# About channel capacity and sub-channels

The Shannon-Hartley theorem describes the maximum rate at which information can be sent over a bandwidth-limited AWGN channel. This rate is called the channel capacity. If $$B$$ is the bandwidth of the channel in Hz, $$S$$ is the signal power (in units of W), and $$N_0$$ is the noise power spectral density (in units of W/Hz), then the channel capacity $$C$$ in units of bits per second is$C = B \log_2\left(1 + \frac{S}{N_0B}\right).$

Let us now consider that we make $$n$$ “sub-channels”, by selecting $$n$$ disjoint bandwidth intervals contained in the total bandwidth of the channel. We denote the bandwidth of these sub-channels by $$B_j$$, $$j = 1,\ldots,n$$. Clearly, we have the constraint $$\sum_{j=1}^n B_j \leq B$$. Likewise, we divide our total transmit power $$S$$ into the $$n$$ sub-channels, allocating power $$S_j$$ to the signal in the sub-channel $$j$$. We have $$\sum_{j=1}^n S_j = S$$. Under these conditions, each sub-channel will have capacity $$C_j$$, given by the formula above with $$B_j$$ and $$S_j$$ in place of $$B$$ and $$S$$.

# PROBLEM DETAILS
Answer from the channel capacity text:
1. In what units is the noise power spectral density $$N_0$$ given?
2. What constraint must the sub-channel bandwidths $$B_j$$ satisfy?
3. What do the sub-channel powers $$S_j$$ sum to?

# RECORD SET
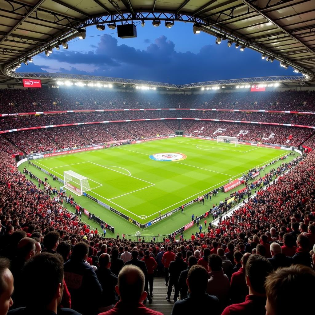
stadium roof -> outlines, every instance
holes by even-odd
[[[2,72],[87,26],[142,20],[190,22],[308,72],[310,79],[315,73],[314,0],[0,0]],[[0,83],[15,80],[3,75]]]

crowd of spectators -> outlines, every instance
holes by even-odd
[[[199,91],[198,91],[199,92]],[[2,113],[118,108],[207,108],[314,112],[315,92],[240,90],[188,94],[94,88],[0,89]]]
[[[41,189],[3,150],[0,159],[2,314],[161,315],[142,303],[155,298],[155,274],[173,315],[198,303],[217,315],[312,311],[313,286],[300,289],[315,280],[315,152],[284,162],[205,237],[159,243],[102,238],[65,207],[63,191]],[[307,299],[288,305],[297,296]]]

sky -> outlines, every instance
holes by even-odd
[[[215,37],[194,34],[191,23],[175,22],[170,29],[164,23],[154,27],[150,21],[137,22],[137,37],[121,39],[107,25],[104,31],[87,28],[85,39],[68,42],[49,57],[42,53],[22,72],[51,72],[97,75],[184,84],[216,80],[294,74],[292,68],[271,63],[249,49],[241,52],[227,41],[215,44]]]

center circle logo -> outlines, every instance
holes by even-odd
[[[184,160],[187,158],[187,156],[182,153],[177,152],[176,153],[157,153],[156,154],[150,155],[149,157],[152,160],[155,161],[169,162]]]

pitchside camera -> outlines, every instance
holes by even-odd
[[[117,35],[121,38],[130,38],[137,37],[137,28],[134,24],[125,24],[117,26]]]

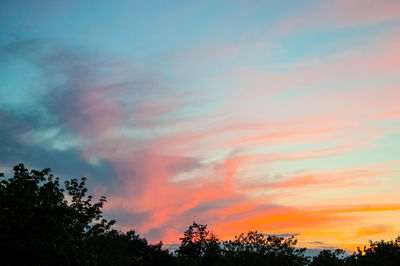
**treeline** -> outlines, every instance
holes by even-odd
[[[135,231],[112,228],[102,216],[106,198],[94,202],[85,179],[61,185],[50,169],[0,174],[0,265],[400,265],[400,237],[370,242],[352,255],[323,250],[308,257],[293,237],[257,231],[220,241],[207,226],[193,222],[170,252]]]

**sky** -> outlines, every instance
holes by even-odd
[[[399,48],[397,0],[2,0],[0,172],[86,176],[167,246],[394,239]]]

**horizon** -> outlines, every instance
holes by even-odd
[[[0,172],[88,178],[166,246],[400,235],[400,2],[2,1]]]

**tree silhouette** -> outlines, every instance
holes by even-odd
[[[223,243],[230,265],[306,265],[305,248],[297,249],[294,237],[265,236],[257,231],[240,234]]]
[[[63,189],[48,168],[15,166],[14,176],[0,182],[2,259],[14,265],[90,264],[86,240],[109,231],[114,221],[102,218],[106,198],[92,203],[86,192],[85,178],[66,181]]]
[[[188,258],[200,258],[208,251],[218,248],[218,238],[207,230],[207,225],[195,221],[180,238],[181,245],[177,254]]]
[[[50,169],[14,167],[13,177],[0,173],[0,265],[279,265],[399,266],[400,236],[370,241],[351,256],[323,250],[310,259],[294,237],[257,231],[219,242],[207,225],[193,222],[175,256],[162,242],[149,244],[131,230],[112,229],[102,216],[105,197],[93,202],[85,178],[61,185]]]
[[[322,250],[318,256],[313,258],[310,266],[344,266],[346,265],[344,254],[345,252],[342,249]]]
[[[400,265],[400,236],[390,241],[369,241],[369,247],[359,247],[357,252],[347,258],[348,265],[365,266],[399,266]]]

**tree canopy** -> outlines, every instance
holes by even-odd
[[[193,222],[175,251],[150,244],[136,231],[120,232],[103,217],[106,198],[87,195],[86,179],[63,183],[50,169],[14,167],[0,173],[1,265],[279,265],[398,266],[400,236],[370,241],[352,255],[322,250],[314,258],[297,248],[294,237],[257,231],[220,241],[207,225]]]

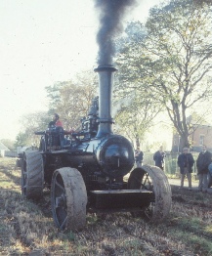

# THE RESPONSE
1. W/Hz
2. $$\sum_{j=1}^n B_j \leq B$$
3. $$S$$, the total transmit power